■ **What the task asks**
List each line of the listing below that contains the word "mountain", copying every such line in full.

■ **Supplied material**
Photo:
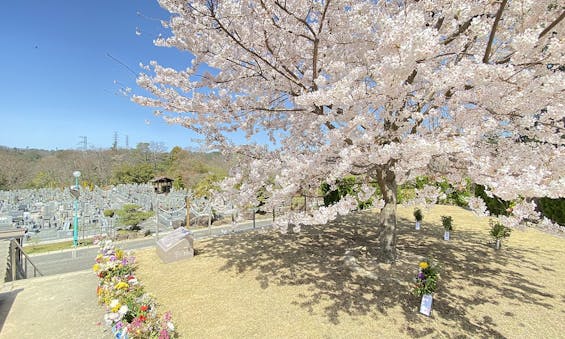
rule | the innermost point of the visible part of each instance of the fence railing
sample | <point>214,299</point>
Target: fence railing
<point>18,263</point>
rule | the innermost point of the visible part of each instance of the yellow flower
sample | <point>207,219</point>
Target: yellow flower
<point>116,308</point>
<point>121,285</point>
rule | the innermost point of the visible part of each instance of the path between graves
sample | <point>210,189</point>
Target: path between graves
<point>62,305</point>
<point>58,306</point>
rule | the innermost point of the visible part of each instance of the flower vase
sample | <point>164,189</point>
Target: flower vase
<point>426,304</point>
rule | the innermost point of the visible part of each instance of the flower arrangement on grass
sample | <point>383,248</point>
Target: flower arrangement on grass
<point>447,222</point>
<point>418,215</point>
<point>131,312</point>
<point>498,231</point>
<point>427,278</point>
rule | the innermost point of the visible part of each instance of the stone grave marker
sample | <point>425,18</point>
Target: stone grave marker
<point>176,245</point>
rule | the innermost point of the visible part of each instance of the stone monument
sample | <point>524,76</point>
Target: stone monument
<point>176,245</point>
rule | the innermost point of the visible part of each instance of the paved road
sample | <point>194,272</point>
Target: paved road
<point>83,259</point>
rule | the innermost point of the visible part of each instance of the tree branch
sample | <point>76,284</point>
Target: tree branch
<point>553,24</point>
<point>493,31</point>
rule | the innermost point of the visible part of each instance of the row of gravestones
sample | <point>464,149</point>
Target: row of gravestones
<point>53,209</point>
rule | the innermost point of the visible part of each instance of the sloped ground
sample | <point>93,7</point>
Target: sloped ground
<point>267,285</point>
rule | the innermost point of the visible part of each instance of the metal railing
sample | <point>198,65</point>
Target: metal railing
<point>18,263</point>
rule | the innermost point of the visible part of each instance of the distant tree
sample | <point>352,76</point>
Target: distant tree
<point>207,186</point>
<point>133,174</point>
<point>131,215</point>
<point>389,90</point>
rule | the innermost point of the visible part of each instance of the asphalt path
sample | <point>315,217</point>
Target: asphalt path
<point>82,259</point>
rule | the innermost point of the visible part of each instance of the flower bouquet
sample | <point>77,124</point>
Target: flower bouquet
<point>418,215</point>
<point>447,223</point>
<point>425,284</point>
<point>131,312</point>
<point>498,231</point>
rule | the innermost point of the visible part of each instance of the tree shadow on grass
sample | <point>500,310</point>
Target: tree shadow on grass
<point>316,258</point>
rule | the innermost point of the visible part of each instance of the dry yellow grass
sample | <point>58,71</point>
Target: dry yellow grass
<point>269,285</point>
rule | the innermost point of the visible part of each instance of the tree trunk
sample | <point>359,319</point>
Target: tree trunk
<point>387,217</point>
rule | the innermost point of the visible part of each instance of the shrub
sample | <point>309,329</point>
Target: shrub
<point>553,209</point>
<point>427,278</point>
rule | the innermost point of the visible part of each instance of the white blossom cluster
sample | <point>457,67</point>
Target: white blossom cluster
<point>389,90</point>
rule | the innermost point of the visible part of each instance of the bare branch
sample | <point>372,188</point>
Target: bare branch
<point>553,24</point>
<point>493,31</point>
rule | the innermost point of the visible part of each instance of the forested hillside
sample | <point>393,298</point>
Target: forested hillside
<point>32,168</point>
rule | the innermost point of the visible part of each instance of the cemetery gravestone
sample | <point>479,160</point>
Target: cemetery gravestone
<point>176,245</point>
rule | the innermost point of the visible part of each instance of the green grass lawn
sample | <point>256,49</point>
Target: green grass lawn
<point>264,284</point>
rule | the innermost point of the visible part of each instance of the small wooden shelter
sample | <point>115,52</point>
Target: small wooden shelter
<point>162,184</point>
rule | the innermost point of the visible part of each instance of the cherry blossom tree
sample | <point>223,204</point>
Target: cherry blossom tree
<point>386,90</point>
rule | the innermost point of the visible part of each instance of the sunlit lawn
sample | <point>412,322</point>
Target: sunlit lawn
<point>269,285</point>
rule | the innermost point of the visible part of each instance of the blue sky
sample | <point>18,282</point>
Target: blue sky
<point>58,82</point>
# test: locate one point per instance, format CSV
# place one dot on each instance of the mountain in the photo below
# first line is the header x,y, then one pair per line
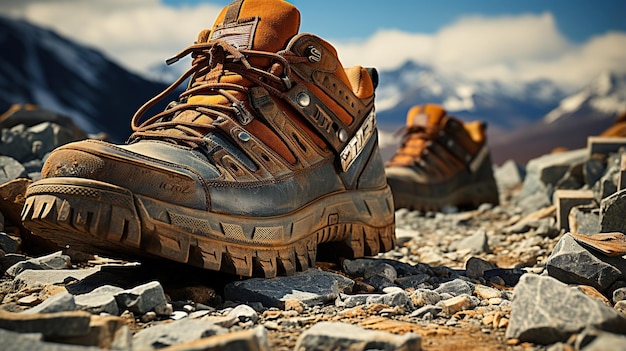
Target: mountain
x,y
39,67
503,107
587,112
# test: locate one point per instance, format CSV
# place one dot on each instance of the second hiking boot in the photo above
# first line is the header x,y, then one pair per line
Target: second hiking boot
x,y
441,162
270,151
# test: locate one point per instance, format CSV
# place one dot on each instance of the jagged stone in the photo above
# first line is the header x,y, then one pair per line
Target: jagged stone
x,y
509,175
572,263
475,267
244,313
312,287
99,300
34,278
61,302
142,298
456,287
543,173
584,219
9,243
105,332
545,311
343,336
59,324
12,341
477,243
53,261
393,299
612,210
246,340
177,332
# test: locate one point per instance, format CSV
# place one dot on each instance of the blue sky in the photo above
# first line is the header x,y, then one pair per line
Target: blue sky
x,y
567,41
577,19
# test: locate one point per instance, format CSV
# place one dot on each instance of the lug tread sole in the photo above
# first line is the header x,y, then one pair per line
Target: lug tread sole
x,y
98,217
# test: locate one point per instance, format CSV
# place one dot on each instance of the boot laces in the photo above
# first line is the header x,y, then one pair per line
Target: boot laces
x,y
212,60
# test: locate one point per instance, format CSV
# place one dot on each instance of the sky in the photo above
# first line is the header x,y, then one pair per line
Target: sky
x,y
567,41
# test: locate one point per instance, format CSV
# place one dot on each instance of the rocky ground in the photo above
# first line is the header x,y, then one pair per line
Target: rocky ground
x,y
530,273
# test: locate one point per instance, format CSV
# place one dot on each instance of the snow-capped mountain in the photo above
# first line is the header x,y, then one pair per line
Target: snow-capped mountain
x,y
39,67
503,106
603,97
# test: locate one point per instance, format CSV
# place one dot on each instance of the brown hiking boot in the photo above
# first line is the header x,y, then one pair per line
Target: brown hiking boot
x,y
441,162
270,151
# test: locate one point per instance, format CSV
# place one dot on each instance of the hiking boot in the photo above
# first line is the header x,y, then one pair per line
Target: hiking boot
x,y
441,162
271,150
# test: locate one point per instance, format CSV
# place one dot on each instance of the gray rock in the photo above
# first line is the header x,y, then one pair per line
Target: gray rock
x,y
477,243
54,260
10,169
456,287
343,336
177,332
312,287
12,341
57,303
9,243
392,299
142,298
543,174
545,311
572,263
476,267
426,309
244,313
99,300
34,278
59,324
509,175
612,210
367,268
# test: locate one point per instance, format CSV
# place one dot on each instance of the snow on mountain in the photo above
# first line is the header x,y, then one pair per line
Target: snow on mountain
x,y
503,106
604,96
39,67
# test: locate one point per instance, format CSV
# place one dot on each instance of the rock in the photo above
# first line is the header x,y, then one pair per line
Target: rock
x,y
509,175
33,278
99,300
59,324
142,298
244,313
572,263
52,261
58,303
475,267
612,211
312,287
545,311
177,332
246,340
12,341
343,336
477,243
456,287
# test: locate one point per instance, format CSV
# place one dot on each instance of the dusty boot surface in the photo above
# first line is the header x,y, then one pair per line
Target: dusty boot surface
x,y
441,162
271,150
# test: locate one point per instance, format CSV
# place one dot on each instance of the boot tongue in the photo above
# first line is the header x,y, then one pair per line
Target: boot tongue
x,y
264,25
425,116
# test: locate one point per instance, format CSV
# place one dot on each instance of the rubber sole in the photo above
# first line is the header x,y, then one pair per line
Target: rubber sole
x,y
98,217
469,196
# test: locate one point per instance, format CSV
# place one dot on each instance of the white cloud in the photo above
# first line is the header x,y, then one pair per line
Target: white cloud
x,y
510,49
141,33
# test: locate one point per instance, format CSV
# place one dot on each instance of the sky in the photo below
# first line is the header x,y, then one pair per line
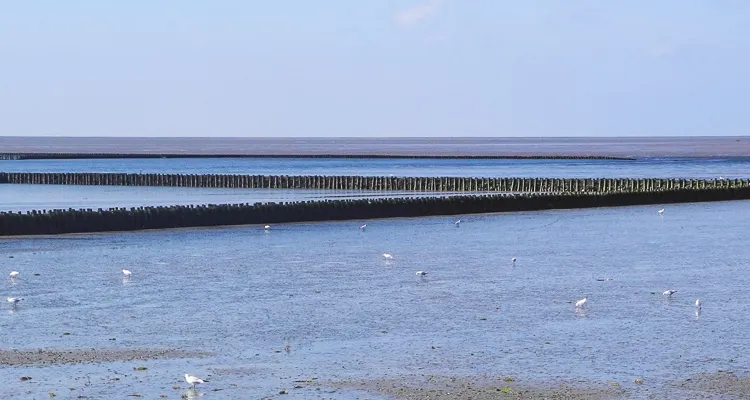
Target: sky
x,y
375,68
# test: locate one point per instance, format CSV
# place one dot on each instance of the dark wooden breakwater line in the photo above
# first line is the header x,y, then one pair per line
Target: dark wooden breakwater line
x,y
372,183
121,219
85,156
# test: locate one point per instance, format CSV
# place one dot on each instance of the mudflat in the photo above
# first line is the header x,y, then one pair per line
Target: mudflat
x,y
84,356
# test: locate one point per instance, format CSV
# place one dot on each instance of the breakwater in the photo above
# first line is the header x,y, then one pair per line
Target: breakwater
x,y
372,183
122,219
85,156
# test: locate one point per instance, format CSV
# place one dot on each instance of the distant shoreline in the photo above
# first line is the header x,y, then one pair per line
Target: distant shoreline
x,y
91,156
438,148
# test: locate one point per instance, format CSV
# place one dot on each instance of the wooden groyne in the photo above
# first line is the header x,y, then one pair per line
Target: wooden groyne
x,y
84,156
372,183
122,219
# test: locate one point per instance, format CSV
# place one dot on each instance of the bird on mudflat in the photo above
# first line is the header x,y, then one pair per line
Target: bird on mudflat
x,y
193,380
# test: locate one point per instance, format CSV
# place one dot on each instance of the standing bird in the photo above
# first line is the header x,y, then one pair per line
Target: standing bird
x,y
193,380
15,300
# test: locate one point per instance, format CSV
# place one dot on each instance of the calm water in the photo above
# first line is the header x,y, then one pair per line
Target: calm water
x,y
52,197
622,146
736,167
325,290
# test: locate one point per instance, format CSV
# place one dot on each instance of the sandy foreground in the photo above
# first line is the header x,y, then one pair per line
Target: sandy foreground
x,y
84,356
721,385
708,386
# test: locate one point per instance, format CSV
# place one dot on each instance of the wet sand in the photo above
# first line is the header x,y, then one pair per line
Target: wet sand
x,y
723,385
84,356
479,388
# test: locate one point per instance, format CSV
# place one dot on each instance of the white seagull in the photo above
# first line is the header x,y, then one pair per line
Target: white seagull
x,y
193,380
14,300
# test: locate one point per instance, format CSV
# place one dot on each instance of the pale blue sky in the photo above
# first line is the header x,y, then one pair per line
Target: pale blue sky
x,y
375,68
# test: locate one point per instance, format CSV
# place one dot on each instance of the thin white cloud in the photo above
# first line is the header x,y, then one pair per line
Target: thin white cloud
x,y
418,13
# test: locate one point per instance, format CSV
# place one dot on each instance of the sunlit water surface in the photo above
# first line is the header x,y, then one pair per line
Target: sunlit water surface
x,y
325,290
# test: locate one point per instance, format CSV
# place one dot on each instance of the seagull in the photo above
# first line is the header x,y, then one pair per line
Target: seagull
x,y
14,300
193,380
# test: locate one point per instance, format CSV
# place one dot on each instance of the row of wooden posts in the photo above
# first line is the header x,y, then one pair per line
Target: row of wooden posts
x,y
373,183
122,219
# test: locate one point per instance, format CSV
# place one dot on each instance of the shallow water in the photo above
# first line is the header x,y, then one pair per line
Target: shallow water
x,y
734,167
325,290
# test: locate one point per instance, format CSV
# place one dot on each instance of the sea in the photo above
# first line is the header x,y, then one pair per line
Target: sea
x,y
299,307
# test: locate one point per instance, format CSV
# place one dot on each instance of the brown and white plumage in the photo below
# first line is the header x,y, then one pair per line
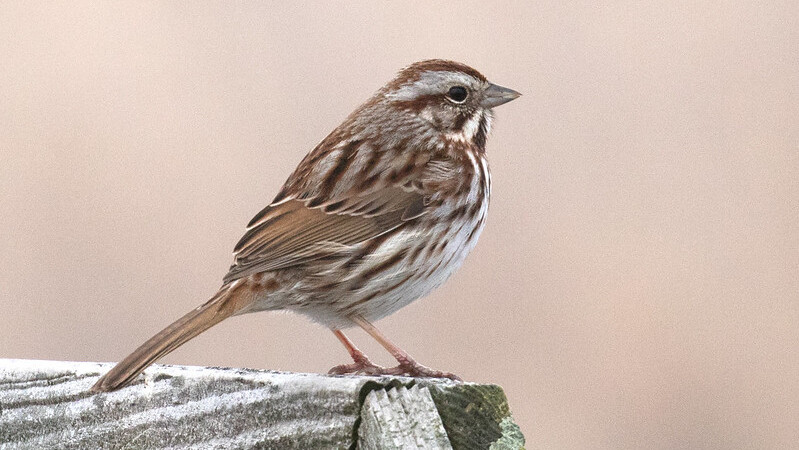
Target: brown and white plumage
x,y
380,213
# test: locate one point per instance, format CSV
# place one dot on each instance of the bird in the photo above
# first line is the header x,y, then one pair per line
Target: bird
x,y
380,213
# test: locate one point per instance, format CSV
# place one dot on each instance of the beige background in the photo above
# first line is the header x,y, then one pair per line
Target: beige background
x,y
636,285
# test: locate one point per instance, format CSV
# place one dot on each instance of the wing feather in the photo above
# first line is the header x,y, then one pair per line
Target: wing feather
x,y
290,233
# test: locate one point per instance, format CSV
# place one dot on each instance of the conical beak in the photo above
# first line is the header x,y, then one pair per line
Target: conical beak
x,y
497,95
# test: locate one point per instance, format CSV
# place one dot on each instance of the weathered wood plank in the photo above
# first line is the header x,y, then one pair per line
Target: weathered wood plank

■ **Task answer**
# place one dot on each instance of the mountain in the photo below
Target: mountain
# place one dot on each instance of the snow-capped mountain in the photo above
Target: snow-capped mountain
# place one dot on each instance of the snow on mountain in the photo above
Target: snow on mountain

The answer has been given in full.